━━━━━ Excerpted passage

For the better part of ten years, I’ve dealt with inflamed sinuses. It’s technically chronic sinusitis, but off-and-on enough that it isn’t quite chronic. This condition is agitated since I’m allergic to dust and sleep in a room full of books. Years ago (circa 2006), my doctor put me on Nasonex, which opened things up and served me well during the year of weekly allergy shots meant to cure this physical aversion to dust. I had insurance to cover this medication, so I can’t remember what this small bottle of nasal spray originally cost.

This week, I asked my doctor if I could go back on Nasonex as my sinus pressure had returned. (I’ve bought a lot of books recently.) I arrived at CVS Pharmacy a little nostalgic for that old familiar blue and white bottle that brought so much clarity all those years ago. I know that sounds like I might be addicted to nasal spray, but trust me, I couldn’t afford it.

This single bottle of Nasonex was $196.66.

━━━━━━━━━━
━━━━━ Supplied records

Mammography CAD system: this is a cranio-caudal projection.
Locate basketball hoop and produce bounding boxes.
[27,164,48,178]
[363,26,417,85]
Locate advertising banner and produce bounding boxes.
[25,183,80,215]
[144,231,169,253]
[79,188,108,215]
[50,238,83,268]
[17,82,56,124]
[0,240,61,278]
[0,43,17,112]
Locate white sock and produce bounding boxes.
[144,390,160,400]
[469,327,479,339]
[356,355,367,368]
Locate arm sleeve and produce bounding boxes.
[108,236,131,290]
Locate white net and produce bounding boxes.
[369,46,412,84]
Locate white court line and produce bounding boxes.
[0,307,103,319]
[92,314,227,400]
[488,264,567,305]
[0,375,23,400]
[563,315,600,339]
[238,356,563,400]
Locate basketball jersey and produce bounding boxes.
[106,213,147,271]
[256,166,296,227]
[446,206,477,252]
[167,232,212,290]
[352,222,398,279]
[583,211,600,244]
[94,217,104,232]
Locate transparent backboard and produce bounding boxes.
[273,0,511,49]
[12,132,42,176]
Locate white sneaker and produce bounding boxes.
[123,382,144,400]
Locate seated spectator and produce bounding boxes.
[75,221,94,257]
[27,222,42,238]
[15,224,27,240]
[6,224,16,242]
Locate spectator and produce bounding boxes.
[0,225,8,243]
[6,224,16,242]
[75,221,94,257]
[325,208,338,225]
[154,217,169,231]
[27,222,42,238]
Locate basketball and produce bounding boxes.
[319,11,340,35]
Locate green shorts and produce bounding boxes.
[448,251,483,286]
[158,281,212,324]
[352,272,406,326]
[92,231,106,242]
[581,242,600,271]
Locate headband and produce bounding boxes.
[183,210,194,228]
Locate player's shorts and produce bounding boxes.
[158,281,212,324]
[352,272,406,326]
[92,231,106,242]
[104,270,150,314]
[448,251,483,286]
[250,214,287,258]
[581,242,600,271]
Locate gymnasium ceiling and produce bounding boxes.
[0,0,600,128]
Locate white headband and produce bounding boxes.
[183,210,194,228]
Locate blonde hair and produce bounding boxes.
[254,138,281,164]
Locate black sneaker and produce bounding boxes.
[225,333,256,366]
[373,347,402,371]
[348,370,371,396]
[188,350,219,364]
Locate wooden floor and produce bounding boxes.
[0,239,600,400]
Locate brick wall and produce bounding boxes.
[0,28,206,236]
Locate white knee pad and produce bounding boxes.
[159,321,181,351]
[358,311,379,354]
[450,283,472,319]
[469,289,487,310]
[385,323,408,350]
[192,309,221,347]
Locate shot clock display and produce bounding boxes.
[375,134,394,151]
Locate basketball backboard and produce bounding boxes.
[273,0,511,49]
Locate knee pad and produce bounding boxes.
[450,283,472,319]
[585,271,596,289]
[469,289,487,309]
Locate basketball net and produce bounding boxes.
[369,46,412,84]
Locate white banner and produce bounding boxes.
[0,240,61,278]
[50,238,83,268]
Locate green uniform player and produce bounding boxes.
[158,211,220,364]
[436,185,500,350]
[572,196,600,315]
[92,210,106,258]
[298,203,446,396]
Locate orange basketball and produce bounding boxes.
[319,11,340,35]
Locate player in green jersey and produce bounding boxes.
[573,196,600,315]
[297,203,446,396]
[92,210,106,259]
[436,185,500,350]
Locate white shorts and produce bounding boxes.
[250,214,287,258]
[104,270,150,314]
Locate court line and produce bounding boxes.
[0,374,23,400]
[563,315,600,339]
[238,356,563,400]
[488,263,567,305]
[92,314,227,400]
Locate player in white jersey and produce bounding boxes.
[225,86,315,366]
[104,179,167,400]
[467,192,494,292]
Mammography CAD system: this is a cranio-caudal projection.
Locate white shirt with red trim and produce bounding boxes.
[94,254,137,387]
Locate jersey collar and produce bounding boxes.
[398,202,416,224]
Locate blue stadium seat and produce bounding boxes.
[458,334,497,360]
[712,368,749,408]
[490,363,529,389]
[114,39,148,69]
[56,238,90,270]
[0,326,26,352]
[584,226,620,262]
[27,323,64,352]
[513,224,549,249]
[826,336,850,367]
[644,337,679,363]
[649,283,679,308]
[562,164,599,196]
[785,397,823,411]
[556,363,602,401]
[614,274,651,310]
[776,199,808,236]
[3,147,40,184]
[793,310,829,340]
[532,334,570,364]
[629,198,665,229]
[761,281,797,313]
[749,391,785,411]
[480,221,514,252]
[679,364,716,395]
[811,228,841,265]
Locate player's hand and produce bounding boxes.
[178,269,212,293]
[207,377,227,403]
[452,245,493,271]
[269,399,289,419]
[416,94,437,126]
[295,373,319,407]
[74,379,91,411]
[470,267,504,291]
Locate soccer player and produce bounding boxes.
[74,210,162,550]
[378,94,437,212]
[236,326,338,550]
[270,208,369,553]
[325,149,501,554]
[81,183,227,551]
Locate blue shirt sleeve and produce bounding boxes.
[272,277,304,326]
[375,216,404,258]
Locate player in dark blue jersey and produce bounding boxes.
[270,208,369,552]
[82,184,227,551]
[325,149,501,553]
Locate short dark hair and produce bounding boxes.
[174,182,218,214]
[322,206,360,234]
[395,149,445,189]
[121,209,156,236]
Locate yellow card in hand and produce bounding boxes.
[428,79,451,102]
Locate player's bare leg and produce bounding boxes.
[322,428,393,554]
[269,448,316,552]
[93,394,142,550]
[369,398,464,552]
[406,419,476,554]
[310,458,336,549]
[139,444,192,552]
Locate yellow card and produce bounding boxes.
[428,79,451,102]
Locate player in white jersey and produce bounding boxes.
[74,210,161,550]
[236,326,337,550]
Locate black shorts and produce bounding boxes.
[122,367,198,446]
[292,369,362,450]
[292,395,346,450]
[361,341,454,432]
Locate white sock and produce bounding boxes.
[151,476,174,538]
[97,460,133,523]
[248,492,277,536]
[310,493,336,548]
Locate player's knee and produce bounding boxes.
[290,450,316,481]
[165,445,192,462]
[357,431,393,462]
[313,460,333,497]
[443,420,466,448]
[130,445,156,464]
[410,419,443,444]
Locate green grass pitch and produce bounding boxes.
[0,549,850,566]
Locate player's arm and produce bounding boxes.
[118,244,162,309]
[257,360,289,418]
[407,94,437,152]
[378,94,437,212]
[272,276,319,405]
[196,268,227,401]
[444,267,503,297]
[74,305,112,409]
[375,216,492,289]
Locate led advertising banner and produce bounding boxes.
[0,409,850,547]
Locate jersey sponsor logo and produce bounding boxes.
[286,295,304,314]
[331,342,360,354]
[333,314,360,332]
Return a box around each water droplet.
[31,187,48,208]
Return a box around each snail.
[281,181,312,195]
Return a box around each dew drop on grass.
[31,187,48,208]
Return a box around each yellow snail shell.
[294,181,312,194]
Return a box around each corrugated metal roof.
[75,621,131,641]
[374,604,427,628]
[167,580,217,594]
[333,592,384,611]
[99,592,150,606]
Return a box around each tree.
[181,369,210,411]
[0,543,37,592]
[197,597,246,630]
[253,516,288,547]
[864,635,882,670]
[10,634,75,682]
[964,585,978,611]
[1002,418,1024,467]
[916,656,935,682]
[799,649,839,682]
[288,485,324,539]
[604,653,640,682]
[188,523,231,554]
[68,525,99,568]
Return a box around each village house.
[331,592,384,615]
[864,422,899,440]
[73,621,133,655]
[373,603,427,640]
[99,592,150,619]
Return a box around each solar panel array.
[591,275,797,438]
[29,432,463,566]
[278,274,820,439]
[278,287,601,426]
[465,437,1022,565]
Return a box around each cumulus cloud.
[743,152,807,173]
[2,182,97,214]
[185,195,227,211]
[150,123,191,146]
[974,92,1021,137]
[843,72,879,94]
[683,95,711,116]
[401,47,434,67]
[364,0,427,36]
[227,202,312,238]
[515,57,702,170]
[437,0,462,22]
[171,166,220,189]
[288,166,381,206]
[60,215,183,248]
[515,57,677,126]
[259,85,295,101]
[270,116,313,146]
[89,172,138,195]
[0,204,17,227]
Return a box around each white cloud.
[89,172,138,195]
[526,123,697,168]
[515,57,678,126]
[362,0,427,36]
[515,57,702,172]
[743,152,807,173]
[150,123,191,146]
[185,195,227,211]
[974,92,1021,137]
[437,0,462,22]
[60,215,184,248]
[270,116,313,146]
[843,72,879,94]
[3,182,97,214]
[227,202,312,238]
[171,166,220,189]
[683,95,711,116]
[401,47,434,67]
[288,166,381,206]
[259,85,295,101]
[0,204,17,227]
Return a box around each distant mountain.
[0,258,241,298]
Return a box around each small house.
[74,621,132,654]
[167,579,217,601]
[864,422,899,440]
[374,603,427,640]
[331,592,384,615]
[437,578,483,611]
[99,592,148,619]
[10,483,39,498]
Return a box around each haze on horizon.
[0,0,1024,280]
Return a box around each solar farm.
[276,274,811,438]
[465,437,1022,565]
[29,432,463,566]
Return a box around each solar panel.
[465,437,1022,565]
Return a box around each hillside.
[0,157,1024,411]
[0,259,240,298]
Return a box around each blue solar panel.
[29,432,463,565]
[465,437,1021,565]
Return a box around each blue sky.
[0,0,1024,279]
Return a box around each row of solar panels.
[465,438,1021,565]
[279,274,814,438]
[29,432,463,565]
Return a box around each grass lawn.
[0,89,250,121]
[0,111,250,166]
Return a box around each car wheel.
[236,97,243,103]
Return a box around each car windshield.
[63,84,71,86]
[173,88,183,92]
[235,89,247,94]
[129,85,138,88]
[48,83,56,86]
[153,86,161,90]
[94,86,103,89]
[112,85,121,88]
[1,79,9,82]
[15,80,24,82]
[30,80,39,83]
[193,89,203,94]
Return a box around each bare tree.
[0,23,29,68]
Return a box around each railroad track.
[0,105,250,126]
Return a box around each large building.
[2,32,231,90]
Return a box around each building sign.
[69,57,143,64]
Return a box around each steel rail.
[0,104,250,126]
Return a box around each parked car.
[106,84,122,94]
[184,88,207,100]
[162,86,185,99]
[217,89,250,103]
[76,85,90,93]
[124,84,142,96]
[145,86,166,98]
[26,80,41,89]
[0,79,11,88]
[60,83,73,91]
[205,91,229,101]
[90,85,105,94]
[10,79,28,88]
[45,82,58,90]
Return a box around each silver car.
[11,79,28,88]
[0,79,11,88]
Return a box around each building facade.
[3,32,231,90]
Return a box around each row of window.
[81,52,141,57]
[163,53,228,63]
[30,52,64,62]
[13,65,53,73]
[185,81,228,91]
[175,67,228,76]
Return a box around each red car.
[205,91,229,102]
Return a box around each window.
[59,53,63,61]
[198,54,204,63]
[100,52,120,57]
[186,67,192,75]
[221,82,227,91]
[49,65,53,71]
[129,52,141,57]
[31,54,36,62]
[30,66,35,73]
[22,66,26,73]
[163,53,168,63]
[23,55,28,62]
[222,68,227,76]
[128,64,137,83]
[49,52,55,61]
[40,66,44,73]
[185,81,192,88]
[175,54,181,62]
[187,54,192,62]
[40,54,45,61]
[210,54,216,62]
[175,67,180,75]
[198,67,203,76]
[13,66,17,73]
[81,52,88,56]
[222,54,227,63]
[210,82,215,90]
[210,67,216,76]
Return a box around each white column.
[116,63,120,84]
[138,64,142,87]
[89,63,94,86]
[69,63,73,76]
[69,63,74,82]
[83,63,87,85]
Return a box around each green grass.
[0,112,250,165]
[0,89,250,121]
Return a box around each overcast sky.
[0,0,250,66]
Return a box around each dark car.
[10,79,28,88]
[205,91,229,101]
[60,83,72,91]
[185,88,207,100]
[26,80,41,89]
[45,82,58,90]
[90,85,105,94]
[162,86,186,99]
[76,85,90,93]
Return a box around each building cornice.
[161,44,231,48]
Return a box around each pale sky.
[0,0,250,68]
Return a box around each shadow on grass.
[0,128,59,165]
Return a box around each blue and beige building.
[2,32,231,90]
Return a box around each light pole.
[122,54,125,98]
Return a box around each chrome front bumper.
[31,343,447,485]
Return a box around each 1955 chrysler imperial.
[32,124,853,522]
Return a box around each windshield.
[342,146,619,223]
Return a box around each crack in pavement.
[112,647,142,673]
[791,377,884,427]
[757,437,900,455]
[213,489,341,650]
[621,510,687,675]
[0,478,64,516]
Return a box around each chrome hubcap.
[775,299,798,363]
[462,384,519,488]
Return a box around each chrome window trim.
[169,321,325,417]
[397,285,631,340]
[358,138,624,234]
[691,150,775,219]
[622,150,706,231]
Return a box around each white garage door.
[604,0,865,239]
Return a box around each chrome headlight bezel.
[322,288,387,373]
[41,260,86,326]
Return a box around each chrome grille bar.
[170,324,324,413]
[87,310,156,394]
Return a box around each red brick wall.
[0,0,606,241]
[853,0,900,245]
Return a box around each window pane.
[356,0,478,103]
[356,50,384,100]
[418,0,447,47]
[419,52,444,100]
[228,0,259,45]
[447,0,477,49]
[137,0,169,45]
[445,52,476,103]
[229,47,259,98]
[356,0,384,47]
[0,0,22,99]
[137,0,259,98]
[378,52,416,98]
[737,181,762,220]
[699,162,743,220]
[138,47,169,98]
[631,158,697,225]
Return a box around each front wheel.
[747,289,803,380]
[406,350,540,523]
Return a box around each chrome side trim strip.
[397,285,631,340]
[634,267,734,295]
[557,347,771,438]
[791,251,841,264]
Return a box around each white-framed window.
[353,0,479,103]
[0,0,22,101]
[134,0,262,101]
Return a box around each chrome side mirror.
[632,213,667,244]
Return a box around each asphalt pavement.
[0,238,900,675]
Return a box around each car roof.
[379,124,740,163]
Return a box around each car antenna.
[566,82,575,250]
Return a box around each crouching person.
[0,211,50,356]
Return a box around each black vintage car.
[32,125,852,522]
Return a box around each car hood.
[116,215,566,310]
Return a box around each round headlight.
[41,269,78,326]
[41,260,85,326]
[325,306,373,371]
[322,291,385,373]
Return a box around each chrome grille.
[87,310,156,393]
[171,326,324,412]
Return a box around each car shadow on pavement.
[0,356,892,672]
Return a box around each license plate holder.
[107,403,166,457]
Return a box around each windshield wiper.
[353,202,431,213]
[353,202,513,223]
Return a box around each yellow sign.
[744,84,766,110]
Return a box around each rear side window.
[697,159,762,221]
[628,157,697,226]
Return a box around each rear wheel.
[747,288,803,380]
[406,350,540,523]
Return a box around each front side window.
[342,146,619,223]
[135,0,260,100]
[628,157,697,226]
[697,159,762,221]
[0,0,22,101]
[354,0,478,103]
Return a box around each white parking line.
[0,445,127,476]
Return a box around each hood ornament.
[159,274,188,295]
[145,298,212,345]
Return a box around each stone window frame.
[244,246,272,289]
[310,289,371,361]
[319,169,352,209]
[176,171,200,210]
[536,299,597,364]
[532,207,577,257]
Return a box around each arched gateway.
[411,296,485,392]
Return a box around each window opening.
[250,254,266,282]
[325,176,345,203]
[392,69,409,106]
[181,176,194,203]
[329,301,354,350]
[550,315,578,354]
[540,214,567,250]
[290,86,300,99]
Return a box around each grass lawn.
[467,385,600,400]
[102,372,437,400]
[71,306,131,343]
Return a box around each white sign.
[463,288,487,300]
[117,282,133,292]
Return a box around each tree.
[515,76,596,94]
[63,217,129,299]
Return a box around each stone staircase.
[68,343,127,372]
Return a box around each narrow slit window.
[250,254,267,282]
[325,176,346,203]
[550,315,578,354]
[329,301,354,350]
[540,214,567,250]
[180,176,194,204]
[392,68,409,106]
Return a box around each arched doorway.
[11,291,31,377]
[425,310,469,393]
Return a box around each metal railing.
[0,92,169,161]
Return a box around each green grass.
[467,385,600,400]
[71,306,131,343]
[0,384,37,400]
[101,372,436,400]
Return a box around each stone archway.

━━━━━━━━━━

Answer these questions from the passage about sinus medication:
(a) What condition has the writer dealt with, and for roughly how long?
(b) In about what year did the writer's doctor first prescribe Nasonex?
(c) What was the price of the single bottle of Nasonex this week?

Response to the task ▸
(a) Inflamed sinuses (technically chronic sinusitis), for the better part of ten years.
(b) Circa 2006.
(c) $196.66.